*** Block opens ***
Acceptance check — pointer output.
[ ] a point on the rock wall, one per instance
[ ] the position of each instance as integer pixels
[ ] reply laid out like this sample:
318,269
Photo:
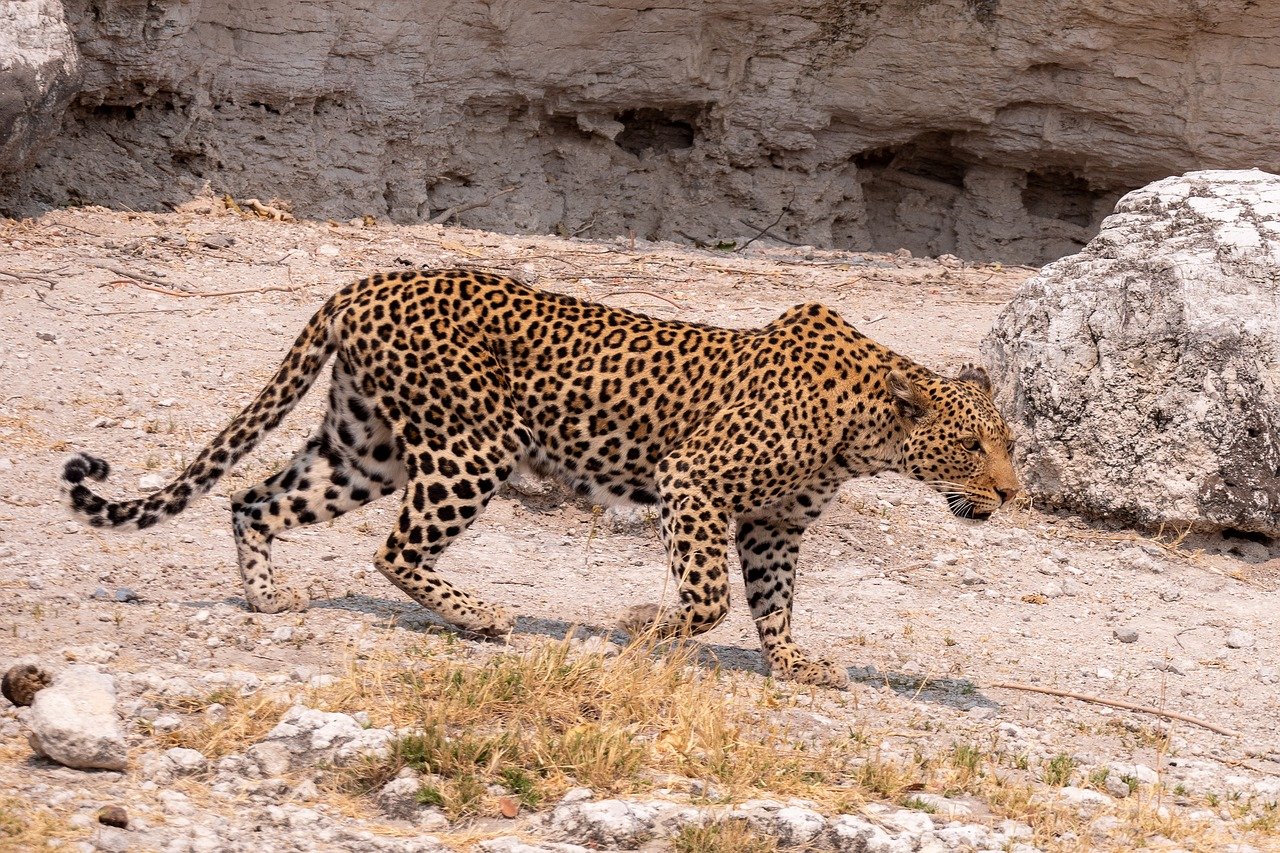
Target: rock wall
991,128
1144,372
39,77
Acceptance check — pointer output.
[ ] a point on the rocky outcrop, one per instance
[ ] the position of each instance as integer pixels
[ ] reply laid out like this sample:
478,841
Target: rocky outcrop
988,129
1146,369
39,77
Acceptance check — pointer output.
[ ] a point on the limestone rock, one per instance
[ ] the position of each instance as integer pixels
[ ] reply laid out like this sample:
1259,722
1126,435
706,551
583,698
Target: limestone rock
39,76
704,119
73,721
23,682
1144,370
321,735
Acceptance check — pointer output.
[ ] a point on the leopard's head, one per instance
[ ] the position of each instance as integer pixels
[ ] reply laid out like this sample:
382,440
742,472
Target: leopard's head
956,442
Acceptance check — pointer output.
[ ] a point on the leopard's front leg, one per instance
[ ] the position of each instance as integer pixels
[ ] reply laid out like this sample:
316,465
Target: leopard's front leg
768,550
694,532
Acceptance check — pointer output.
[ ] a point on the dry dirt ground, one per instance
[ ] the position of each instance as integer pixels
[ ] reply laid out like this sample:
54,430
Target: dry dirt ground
113,341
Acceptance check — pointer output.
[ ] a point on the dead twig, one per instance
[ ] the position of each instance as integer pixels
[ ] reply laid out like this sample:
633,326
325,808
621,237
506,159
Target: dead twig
133,277
1116,703
28,276
144,311
657,296
458,209
158,286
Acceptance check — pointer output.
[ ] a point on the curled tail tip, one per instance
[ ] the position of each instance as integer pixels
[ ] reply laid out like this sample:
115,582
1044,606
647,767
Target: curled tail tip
83,466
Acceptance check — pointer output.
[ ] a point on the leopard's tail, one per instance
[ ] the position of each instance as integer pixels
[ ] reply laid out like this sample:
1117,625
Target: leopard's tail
292,381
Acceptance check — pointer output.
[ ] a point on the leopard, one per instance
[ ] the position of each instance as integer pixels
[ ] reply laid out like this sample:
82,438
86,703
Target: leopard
446,382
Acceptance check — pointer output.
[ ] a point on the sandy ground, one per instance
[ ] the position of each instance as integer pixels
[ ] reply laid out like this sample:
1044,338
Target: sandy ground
144,372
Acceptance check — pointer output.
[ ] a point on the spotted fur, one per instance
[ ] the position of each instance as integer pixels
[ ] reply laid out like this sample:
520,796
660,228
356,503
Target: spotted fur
446,381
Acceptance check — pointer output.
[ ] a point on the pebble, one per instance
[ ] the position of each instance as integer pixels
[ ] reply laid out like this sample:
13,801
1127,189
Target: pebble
*** Block closes ***
> **Exercise description**
Using the listing above, gather each line that holds the string "pebble" and copy it.

> **Exercise answer**
[ ] a point on the pebble, one per instance
Target: pebble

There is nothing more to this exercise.